### Source passage
---
And while Pittsburgh only finished sixth in the 12-team National League for home runs, Stargell did provide some muscle—33 homers and 112 RBIs for the first baseman. With everyone else making contact and hitting the ball in the alleys, the Pirates finished third in the NL for runs scored.
The pitching staff was anchored by Steve Blass, who went 19-8 with a 2.49 ERA. Bob Moose made 30 starts, won 13 more games, and finished with a 2.91 ERA. Nelson Briles and Dock Ellis combined to start 52 games, got 29 wins between them, and ERAs in the high 2s/low 3s. Virdon got reliable spot-start work from 22-year-old Bruce Kison. And Dave Giusti’s 22 saves and 1.93 ERA led up a deep bullpen. Pittsburgh’s composite staff ERA was second in the National League.
Major League Baseball started an unfortunate trend of owner-player disputes in 1972, with the players being locked out of spring training. The start of the season was delayed until mid-April and those early games were not made up. The Pirates were slow out of the gate, going 5-8. It was early May, when they won two of three from the playoff-bound Cincinnati Reds, that Pittsburgh took off. That series win triggered a 19-5 run through Memorial Day.
The Pirates were sitting on a solid 24-14 record after the holiday, but the New York Mets were riding high at 28-11. The alignment of this era did not have a Central Division. Thus, Pittsburgh, the Chicago Cubs, and St. Louis Cardinals, were in the NL East, along with the Mets, Philadelphia Phillies, and Montreal Expos (today’s Washington Nationals). The Reds, along with the Atlanta Braves, in a tortured display of geographic logic, were in the NL West.
---
### To do
[a] In the passage on the 1972 Pirates, what were Steve Blass's win-loss record and ERA?
[b] From the passage on the 1972 Pirates, reproduce the part that opens with the words containing "The Pirates were sitting" and closes with "the NL West.".
[c] Translate this sentence from the passage on the 1972 Pirates into Spanish: "The start of the season was delayed until mid-April and those early games were not made up."

### Source excerpt
---
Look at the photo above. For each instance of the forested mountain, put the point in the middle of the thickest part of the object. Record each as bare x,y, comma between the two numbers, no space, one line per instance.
---
### Expected results
[a] Steve Blass went 19-8 with a 2.49 ERA.

[b]
The Pirates were sitting on a solid 24-14 record after the holiday, but the New York Mets were riding high at 28-11. The alignment of this era did not have a Central Division. Thus, Pittsburgh, the Chicago Cubs, and St. Louis Cardinals, were in the NL East, along with the Mets, Philadelphia Phillies, and Montreal Expos (today’s Washington Nationals). The Reds, along with the Atlanta Braves, in a tortured display of geographic logic, were in the NL West.

[c] El inicio de la temporada se retrasó hasta mediados de abril y esos primeros partidos no se recuperaron.